Kehrtwende im Fall Forbach: Deutscher kommt nach Foltervorwurf aus Gewahrsam frei

Hat ein Deutscher in Forbach seine Partnerin jahrelang eingesperrt und gefoltert? Was zunächst nach einer schrecklichen Gewalttat aussah, stellt sich nun ganz anders heraus.

| Update:

Im aufsehenerregenden Fall eines deutschen Paares in Ostfrankreich ist der Verdächtigte nun aus dem Gewahrsam entlassen worden. Der 55-Jährige verließ die Polizeistation am Dienstagabend und wurde in einem nicht gekennzeichneten Polizeifahrzeug nach Hause gebracht, auf dem Rücksitz sitzend und mit der Kapuze seines Sweatshirts über dem Kopf.

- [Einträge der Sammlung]
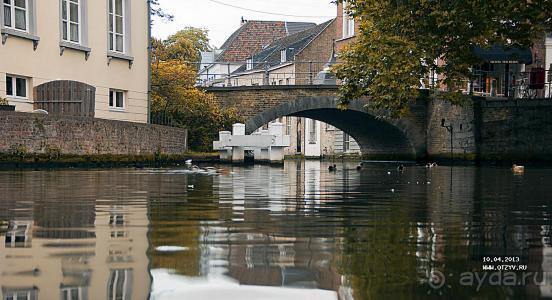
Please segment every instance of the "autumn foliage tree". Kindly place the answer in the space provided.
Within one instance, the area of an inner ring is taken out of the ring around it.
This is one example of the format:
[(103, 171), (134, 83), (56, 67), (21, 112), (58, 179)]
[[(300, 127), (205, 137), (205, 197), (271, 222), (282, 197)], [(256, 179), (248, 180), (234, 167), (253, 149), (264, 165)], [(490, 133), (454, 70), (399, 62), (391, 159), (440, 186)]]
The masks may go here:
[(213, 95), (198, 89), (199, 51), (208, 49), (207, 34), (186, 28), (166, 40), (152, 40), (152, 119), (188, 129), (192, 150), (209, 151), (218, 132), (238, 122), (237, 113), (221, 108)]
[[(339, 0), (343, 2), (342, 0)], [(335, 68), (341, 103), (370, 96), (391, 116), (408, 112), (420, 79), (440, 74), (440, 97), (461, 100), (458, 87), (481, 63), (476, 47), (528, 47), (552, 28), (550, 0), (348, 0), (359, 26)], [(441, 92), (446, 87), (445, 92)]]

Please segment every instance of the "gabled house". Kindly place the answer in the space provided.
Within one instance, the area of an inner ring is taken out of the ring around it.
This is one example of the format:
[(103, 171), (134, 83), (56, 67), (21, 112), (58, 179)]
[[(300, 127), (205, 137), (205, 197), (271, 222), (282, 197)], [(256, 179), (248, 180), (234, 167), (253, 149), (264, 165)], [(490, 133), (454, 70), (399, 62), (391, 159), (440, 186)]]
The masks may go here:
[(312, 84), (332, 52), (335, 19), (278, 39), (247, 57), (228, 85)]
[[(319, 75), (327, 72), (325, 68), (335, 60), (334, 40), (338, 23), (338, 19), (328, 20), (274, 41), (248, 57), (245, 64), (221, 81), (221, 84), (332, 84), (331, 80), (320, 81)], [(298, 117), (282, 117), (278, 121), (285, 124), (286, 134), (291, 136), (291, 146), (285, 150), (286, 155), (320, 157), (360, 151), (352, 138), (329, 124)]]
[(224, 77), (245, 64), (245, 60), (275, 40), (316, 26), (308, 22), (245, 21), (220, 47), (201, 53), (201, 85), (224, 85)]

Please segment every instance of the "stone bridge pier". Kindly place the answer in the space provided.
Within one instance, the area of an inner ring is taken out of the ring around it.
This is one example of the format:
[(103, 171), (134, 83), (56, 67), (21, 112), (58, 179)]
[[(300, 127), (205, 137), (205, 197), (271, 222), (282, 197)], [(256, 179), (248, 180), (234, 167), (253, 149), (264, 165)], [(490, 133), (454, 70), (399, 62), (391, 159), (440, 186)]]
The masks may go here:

--

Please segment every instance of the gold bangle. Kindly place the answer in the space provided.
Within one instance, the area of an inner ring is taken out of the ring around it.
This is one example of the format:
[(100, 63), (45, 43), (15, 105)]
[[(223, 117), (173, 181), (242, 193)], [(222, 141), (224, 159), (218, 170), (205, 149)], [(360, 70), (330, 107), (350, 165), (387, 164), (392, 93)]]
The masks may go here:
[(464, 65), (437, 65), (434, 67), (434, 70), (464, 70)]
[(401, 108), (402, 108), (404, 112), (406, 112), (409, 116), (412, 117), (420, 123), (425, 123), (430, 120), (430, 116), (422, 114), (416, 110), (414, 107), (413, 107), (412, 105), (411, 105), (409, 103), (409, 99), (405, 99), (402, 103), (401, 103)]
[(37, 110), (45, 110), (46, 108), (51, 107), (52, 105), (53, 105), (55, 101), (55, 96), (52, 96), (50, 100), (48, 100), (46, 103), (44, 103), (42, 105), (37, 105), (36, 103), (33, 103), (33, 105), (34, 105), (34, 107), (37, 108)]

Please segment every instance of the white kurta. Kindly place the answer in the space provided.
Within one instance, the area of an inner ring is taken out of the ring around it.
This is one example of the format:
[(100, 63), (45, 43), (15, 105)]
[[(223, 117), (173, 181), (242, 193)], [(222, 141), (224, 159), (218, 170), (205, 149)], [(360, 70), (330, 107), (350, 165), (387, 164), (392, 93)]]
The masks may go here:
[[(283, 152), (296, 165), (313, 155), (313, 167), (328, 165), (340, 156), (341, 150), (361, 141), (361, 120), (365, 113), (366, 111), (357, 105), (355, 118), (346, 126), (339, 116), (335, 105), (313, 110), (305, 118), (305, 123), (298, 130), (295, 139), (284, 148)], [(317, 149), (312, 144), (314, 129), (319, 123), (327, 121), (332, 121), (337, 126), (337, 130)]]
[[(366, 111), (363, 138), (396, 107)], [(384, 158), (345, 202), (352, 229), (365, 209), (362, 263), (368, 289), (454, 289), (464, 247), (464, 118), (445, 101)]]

- [Details zur Aufgabe] Wie könnte der Bericht über den Fall Forbach weitergehen? Setze ihn im Anschluss an seinen letzten Satz fort.

- [Ausgabe]
Für eine strafrechtliche Verfolgung des Mannes gebe es keine Anhaltspunkte, sagte der Staatsanwalt von Saargemünd, Olivier Glady. Er bestätigte zuvor der Deutschen Presse-Agentur, dass man die Theorie der Freiheitsberaubung verwerfe.

„Zurzeit scheint die Fährte am wahrscheinlichsten, dass es keine strafrechtlichen Vergehen gegen diese Frau gibt.“ Zunächst waren Ermittlungen wegen möglicher Vergewaltigung, Freiheitsberaubung und Folter aufgenommen worden.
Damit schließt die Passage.